**Что нужно сделать**:
1) Определите, соответствуют ли фрагменту о преимуществах России утверждения (а), (б) и (в): (а) опросы в республиках бывшего СССР проводились при подготовке доклада; (б) в среднеазиатских странах сильна ностальгия по Российской империи; (в) героическую историю России предлагается создать заново. Для каждого утверждения ответьте «да» или «нет» и приведите дословно решающие слова фрагмента.
2) Какие территории во фрагменте о преимуществах России названы славяно-русскими?
3) Напишите продолжение фрагмента о преимуществах России, начиная с места, где он обрывается.

**Исходный текст**:
▼

Не нужно отбиваться, нужно наступать самим. И у нас есть существенные преимущества. Во-первых, у нас богатая и более чем тысячелетняя история. Нам не нужно выдумывать свою героическую историю, она у нас и так есть. То есть наш миф не будет собственно мифом, ибо в основном будет тождественен исторической реальности. Во-вторых, как показали опросы, проведенные в республиках бывшего СССР при подготовке доклада, во многих регионах постсоветского пространства еще очень сильны симпатии к традиционной, исторической России (даже в некоторых странах Балтии; в среднеазиатских странах сильна ностальгия по СССР). Это работает на нас. В-третьих, образ Империи как семьи народов будет гораздо более привлекателен, чем образ местечковой вечно нищей государственности, особенно на славяно-русских территориях (Украина и Белоруссия).

▲

**Перечень строк**:
▼

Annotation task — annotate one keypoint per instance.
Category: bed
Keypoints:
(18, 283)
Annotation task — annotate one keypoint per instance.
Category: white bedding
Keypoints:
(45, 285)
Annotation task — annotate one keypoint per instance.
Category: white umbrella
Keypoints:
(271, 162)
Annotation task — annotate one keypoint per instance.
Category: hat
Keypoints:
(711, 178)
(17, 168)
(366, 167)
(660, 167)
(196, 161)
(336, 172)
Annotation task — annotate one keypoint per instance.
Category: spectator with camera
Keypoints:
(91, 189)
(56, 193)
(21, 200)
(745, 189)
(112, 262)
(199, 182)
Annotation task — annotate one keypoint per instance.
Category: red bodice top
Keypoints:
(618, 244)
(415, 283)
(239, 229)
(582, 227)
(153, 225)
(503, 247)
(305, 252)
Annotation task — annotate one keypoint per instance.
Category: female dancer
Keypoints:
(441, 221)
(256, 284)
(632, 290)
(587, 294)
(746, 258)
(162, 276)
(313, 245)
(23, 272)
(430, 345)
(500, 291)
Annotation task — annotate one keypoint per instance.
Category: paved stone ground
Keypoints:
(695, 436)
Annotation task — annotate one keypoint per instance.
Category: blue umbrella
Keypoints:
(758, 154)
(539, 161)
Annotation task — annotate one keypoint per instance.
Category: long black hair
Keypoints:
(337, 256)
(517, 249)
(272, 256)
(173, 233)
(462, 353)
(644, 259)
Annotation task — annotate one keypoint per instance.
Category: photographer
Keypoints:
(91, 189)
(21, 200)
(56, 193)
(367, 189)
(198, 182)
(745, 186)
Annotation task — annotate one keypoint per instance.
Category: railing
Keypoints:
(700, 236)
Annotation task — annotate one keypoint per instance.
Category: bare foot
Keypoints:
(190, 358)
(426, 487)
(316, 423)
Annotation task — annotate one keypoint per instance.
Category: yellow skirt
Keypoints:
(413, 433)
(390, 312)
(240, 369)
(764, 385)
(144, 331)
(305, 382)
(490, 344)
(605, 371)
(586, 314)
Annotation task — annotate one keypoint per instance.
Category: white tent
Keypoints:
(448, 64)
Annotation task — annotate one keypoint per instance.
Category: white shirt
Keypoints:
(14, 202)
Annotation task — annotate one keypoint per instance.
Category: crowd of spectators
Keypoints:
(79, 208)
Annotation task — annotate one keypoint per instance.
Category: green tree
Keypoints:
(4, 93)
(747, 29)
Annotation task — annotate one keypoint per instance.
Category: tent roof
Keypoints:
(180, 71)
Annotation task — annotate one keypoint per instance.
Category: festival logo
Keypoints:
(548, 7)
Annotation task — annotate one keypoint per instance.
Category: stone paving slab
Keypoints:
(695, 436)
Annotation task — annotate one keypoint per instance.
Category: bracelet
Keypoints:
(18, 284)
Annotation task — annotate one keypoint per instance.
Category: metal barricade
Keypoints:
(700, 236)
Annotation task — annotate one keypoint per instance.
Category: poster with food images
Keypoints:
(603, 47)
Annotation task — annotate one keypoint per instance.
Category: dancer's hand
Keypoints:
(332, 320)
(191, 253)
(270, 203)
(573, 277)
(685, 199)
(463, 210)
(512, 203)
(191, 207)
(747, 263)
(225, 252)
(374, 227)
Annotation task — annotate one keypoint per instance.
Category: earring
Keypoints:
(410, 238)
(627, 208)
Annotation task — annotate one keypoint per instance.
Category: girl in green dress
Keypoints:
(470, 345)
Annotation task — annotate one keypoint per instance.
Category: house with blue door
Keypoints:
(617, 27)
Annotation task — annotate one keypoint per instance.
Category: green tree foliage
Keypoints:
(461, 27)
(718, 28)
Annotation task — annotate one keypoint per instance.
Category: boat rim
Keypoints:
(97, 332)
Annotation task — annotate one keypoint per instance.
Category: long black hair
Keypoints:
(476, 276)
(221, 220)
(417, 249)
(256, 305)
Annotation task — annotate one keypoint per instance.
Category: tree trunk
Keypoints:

▲

**Ответы на задания**:
1)
(а) Да: «как показали опросы, проведенные в республиках бывшего СССР при подготовке доклада».
(б) Нет: «в среднеазиатских странах сильна ностальгия по СССР».
(в) Нет: «Нам не нужно выдумывать свою героическую историю, она у нас и так есть».

2) Украина и Белоруссия.

3)
Но для того, чтобы реализовать эту схему, необходимо признать сам факт существования русского народа (де-юре его в РФ нет – см. Конституцию), и легитимизировать русский национализм. Чего от нынешнего государства ожидать не приходится. Чем и объясняется то, что выполненный для нужд элитки РФ доклад «Освещение общей истории России и народов постсоветских стран в школьных учебниках истории новых независимых государств» содержит поименованные противоречия и несообразности.